• **Set exercise**: Extract every one of the following items, reproducing each line without any alteration.

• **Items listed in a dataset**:

··········

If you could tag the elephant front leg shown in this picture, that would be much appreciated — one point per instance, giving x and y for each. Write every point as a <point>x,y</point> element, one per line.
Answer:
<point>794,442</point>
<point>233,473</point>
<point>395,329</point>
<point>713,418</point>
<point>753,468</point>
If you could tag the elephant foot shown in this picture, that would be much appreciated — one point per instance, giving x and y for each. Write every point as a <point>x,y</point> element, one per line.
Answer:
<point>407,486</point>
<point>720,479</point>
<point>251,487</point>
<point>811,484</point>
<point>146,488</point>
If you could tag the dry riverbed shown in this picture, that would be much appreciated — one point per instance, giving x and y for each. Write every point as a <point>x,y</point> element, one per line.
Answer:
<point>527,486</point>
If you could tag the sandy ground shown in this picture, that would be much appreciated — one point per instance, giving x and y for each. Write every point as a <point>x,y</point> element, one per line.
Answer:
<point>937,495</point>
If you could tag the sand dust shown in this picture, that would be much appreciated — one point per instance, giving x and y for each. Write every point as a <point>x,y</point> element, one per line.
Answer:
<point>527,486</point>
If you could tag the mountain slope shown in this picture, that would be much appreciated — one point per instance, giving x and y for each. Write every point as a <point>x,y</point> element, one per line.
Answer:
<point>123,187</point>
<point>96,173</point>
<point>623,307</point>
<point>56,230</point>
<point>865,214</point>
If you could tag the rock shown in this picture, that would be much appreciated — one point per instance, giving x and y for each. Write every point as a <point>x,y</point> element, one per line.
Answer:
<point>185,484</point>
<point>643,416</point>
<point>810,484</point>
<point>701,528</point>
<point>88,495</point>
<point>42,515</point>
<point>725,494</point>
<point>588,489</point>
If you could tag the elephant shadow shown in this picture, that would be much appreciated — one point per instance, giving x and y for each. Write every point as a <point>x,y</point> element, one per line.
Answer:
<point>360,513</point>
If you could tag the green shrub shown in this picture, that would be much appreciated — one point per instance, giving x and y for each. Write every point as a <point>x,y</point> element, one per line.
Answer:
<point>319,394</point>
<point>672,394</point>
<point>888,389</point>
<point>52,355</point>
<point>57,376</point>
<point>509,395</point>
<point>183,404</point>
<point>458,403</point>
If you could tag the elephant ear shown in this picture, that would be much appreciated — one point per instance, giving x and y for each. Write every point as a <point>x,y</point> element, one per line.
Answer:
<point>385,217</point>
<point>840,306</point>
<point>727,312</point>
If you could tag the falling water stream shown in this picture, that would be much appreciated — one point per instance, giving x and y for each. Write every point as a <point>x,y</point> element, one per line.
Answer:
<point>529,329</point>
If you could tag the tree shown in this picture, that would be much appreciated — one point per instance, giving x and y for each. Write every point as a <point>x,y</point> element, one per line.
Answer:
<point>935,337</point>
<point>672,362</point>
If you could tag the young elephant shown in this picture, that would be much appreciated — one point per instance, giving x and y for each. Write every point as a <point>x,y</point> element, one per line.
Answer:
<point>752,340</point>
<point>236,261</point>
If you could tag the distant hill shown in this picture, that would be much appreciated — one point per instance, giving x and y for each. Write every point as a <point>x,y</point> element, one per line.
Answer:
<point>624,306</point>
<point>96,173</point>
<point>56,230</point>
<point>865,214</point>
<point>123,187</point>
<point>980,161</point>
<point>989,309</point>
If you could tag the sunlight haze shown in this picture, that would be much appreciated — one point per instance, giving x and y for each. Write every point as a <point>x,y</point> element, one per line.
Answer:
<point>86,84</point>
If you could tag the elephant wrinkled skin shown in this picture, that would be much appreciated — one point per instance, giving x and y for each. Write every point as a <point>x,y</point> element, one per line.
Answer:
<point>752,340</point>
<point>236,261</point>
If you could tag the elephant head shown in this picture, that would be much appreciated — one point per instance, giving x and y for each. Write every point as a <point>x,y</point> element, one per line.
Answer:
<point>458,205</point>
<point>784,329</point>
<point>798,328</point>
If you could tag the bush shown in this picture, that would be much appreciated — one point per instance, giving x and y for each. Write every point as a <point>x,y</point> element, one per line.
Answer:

··········

• **Solution for this problem**:
If you could tag the elephant front leg shown in this picture, that would be much appreciated — one point per instance, giving x and y for each. Write every point as a <point>x,y</point> element, one per line.
Answer:
<point>794,442</point>
<point>233,473</point>
<point>395,329</point>
<point>713,418</point>
<point>753,468</point>
If you could tag the elephant foot shown in this picture, that would be much appreciated — one point per instance, giving x and y for each. Write every point as a <point>x,y</point> element, one per line.
Answer:
<point>407,486</point>
<point>720,479</point>
<point>251,487</point>
<point>811,484</point>
<point>146,488</point>
If you could tag the dry riverbed shown in this picture, that would be much appreciated — one point per instance, giving x and y for each. Write every point as a <point>x,y</point> element, one per line.
Answer:
<point>527,486</point>
If you could tag the sandy ground shown in this picture, that would be much appreciated — one point per instance, giving x and y for each. Write every point as a <point>x,y</point> element, one per line.
Answer:
<point>937,495</point>
If you could tag the sand dust shown in this picture, that would be much appreciated — one point per instance, giving x and y for each. Write every point as a <point>x,y</point> element, one per line.
Answer:
<point>527,486</point>
If you could tag the mountain slope shown in this picture, that would be much appreciated — one point per instance, giving x and y for each. Write every point as a <point>x,y</point> element, one per line.
Answer:
<point>123,187</point>
<point>96,173</point>
<point>623,307</point>
<point>56,230</point>
<point>865,214</point>
If you could tag the rock shown in this picture, that would be much appreciated — one point per instance, giving x and y for each. Write every point as a <point>x,y</point> element, one per line.
Answer:
<point>185,484</point>
<point>643,416</point>
<point>810,484</point>
<point>701,528</point>
<point>88,495</point>
<point>42,515</point>
<point>725,494</point>
<point>588,489</point>
If you could tag the elephant shadow shown in this picture, that would be much appreciated — one point per instance, giving x and y for each. Write every point as a <point>x,y</point> element, one per line.
Answer:
<point>360,513</point>
If you could tag the green shrub shown in this picture, that would be much appreciated — one point per instance, giving x and y for each. Write every point as a <point>x,y</point> element, one per line.
Answer:
<point>319,394</point>
<point>672,394</point>
<point>888,389</point>
<point>52,355</point>
<point>57,376</point>
<point>509,395</point>
<point>183,404</point>
<point>458,403</point>
If you could tag the elephant ear shown in this picture, that would be much appreciated — one point per instance, giving x and y for each. Write every point as a <point>x,y</point> element, one per line.
Answer:
<point>385,217</point>
<point>840,306</point>
<point>727,312</point>
If you could tag the falling water stream shown in this picture, that would be much appreciated — one point per instance, giving x and y for each. Write every point as a <point>x,y</point> element, one per line.
Answer:
<point>529,329</point>
If you could tag the tree shown in this picture, that would be much appreciated — one point per instance, giving x and y for each. Write every point as a <point>x,y</point> element, one per line.
Answer:
<point>935,337</point>
<point>672,362</point>
If you could tag the young elephant shown in this picture, that would be much appreciated — one point per instance, giving x and y for each. Write every point as a <point>x,y</point> element, one per line.
Answer:
<point>752,340</point>
<point>236,261</point>
If you could tag the distant hill shown in this picture, that would be much appreciated — one point per instance, giving x and y for each. Write every point as a <point>x,y</point> element, one per line.
Answer:
<point>624,306</point>
<point>96,173</point>
<point>56,230</point>
<point>865,214</point>
<point>123,187</point>
<point>980,161</point>
<point>989,309</point>
If you could tag the sunlight haze shown in this picture, that would be much appreciated — one point per instance, giving x and y for each. Write every point as a <point>x,y</point> element, one per line.
Answer:
<point>86,84</point>
If you could tag the elephant wrinkled skin shown in this picture, that would be much appreciated — one point per instance, giving x and y for each. Write every point as a <point>x,y</point> element, one per line.
Answer:
<point>752,340</point>
<point>236,261</point>
If you could tag the elephant head shown in this picture, that would be much appreciated — one point per instance, giving x and y for each. Write every point as a <point>x,y</point> element, one per line.
Answer:
<point>458,205</point>
<point>784,329</point>
<point>798,328</point>
If you could tag the bush shown in this picture, that would be much appreciated — one point per instance, giving x and y for each. Write every point as a <point>x,y</point> element, one per line.
Answer:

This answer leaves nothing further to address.